### TASK INSTRUCTIONS
Write every record out again exactly as shown below.
[SUPPLIED RECORDS]
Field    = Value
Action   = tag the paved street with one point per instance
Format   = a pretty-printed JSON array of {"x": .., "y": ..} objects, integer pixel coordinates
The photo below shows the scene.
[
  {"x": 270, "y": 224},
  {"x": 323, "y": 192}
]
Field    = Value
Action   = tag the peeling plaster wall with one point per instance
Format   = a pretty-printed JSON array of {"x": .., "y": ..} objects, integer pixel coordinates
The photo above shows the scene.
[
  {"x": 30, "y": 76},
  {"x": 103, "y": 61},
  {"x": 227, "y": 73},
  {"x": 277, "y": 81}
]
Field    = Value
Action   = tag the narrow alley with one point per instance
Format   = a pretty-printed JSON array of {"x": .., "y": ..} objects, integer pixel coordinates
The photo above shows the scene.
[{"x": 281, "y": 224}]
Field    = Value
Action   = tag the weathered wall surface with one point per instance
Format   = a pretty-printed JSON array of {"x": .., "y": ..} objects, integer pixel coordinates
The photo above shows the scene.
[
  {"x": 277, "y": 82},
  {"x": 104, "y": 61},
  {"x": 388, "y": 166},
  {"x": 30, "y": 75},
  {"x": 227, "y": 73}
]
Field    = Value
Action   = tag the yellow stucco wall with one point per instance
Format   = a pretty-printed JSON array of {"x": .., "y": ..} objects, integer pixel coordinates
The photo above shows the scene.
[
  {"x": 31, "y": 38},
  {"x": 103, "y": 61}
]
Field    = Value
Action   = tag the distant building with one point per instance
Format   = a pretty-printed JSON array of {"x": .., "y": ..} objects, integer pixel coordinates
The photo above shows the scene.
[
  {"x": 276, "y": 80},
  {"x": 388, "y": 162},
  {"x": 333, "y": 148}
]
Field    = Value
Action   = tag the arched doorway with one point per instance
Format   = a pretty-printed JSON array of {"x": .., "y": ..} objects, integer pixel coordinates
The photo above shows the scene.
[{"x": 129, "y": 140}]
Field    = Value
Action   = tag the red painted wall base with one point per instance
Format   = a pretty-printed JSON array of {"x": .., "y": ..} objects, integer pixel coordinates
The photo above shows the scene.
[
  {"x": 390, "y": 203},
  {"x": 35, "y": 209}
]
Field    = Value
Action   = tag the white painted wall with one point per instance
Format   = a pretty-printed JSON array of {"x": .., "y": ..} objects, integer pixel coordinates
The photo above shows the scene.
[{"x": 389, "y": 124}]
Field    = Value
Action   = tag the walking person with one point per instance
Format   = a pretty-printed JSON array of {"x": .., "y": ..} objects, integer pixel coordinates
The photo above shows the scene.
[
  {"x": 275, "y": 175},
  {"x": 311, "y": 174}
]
[/SUPPLIED RECORDS]
### RESULT OF THE EXERCISE
Field    = Value
Action   = tag the paved street with one point per instance
Format   = a pretty-printed JSON array of {"x": .., "y": ..} objects, integer pixel coordinates
The photo below shows the scene.
[
  {"x": 270, "y": 224},
  {"x": 323, "y": 192}
]
Field    = Value
Action   = tag the peeling plaster wall with one point per instance
Format   = a pretty-printed JSON array of {"x": .., "y": ..} objects, integer pixel coordinates
The photo above shows the scene.
[
  {"x": 30, "y": 76},
  {"x": 103, "y": 61},
  {"x": 227, "y": 73},
  {"x": 277, "y": 81}
]
Field    = Value
Action   = tag the narrow alley with one point per instance
Format   = a pretty-printed JSON array of {"x": .., "y": ..} objects, integer pixel coordinates
The photo above shows the scene.
[{"x": 281, "y": 224}]
Field    = Value
Action   = tag the weathered wall surface with one point per instance
Format   = a pretty-printed JSON array of {"x": .., "y": ..} objects, integer pixel coordinates
The photo above shows the scene.
[
  {"x": 277, "y": 82},
  {"x": 104, "y": 61},
  {"x": 388, "y": 166},
  {"x": 30, "y": 75},
  {"x": 227, "y": 73}
]
Field    = Value
Action   = tag the yellow stucco wall with one point per instance
Format   = a pretty-printed JSON array of {"x": .., "y": ..} objects, integer pixel coordinates
The photo above shows the scene.
[
  {"x": 31, "y": 38},
  {"x": 103, "y": 61}
]
Field    = Value
Action   = tag the distant building with one point per instance
Format   = a pretty-printed JSON array of {"x": .., "y": ..} objects, integer pixel coordinates
The photo above shows the scene.
[
  {"x": 276, "y": 80},
  {"x": 388, "y": 162},
  {"x": 333, "y": 148}
]
Field    = Value
Action   = tag the arched doorway with one point per instance
Format   = a pretty-printed JSON array of {"x": .., "y": ..} objects, integer pixel coordinates
The photo above shows the scene.
[{"x": 129, "y": 140}]
Field    = Value
Action   = tag the red painted wall base with one point per instance
Format   = a pretty-printed JSON array of {"x": .., "y": ..} objects, integer pixel coordinates
The photo above shows the scene.
[
  {"x": 390, "y": 203},
  {"x": 35, "y": 209}
]
Field    = Value
Action   = tag the white painted wall with one point per instance
Format   = a pretty-printed JSON array of {"x": .., "y": ..} objects, integer pixel coordinates
The photo above shows the scene.
[{"x": 389, "y": 124}]
Field    = Value
Action   = tag the walking person with one point per instance
Format   = a pretty-printed JSON array of {"x": .., "y": ..} objects, integer pixel coordinates
The photo above shows the scene.
[
  {"x": 275, "y": 175},
  {"x": 311, "y": 174}
]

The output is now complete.